Count the lines in the listing below that contain the word "side", and give only that number.

— BEGIN DATA FOR PROCESSING —

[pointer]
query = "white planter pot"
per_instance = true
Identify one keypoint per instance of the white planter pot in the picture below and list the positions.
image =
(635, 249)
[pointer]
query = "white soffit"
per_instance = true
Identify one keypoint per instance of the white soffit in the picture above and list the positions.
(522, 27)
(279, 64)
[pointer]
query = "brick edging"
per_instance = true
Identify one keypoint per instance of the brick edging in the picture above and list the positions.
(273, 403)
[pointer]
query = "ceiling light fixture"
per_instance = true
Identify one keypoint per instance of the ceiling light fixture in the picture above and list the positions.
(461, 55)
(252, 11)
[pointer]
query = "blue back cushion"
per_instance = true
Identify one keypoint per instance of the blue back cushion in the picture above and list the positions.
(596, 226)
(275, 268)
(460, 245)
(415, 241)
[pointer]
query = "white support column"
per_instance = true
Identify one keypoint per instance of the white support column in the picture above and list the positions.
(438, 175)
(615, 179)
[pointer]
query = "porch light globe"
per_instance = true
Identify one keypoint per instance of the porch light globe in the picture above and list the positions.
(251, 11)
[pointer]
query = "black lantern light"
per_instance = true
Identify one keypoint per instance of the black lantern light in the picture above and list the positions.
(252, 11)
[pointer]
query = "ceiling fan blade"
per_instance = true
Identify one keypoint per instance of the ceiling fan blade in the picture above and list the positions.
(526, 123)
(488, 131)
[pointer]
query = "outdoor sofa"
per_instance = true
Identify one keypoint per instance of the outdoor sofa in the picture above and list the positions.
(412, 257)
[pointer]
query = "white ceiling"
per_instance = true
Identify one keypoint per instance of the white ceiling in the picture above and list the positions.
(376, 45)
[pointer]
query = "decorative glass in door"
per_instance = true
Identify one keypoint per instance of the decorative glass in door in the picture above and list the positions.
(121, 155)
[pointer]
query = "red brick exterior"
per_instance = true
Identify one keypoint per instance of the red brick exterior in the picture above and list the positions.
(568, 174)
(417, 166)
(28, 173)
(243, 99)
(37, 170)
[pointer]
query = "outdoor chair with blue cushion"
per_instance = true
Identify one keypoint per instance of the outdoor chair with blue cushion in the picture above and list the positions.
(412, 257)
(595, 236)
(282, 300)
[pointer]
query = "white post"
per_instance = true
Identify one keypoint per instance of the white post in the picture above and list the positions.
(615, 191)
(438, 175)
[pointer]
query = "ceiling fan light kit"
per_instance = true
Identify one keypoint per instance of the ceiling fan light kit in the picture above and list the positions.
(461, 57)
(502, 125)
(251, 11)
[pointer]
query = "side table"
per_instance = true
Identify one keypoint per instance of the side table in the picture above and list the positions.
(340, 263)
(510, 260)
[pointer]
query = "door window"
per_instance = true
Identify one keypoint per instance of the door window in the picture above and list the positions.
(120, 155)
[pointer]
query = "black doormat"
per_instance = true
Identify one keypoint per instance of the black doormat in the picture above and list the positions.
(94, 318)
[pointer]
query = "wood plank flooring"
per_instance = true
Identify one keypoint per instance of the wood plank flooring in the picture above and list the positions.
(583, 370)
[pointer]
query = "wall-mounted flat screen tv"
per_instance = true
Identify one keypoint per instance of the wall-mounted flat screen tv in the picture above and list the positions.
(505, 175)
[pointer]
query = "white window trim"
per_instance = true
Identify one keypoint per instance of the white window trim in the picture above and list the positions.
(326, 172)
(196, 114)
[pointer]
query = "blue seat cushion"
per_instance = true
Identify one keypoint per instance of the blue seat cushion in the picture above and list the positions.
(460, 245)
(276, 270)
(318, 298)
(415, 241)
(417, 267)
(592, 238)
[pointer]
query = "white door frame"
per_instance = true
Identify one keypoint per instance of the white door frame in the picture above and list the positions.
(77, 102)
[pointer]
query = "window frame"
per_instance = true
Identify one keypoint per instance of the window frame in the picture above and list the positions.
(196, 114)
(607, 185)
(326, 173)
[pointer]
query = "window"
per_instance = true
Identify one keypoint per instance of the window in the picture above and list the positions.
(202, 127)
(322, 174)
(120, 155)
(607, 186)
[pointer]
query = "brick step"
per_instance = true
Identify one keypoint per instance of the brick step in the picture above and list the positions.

— END DATA FOR PROCESSING —

*FULL SOLUTION*
2